** BEGIN Given data **

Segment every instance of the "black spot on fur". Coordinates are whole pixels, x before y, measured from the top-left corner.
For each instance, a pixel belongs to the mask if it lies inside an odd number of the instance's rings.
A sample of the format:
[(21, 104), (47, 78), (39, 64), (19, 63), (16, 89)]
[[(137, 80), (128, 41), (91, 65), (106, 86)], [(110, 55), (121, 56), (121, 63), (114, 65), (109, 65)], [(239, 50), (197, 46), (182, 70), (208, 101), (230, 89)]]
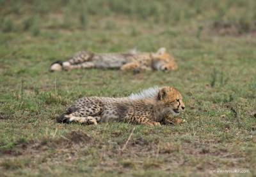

** END Given data **

Written exercise: Put every line of the items above into a numbered list, skipping blank lines. Leave the pictures out of your answer.

Solution for this exercise:
1. Segment every instance of the "black spot on fur". Coordinates are whole pixels, x before y, measured from the top-left corner.
2. For each instance, a pixel belongs to the mask if it lies inside an odd number of the instance's rings.
3. A sample of the format:
4. [(21, 104), (47, 78), (39, 64), (19, 63), (16, 89)]
5. [[(137, 80), (128, 41), (91, 65), (106, 86)], [(110, 55), (121, 56), (121, 63), (114, 65), (109, 65)], [(239, 50), (197, 46), (182, 70), (208, 101), (230, 89)]]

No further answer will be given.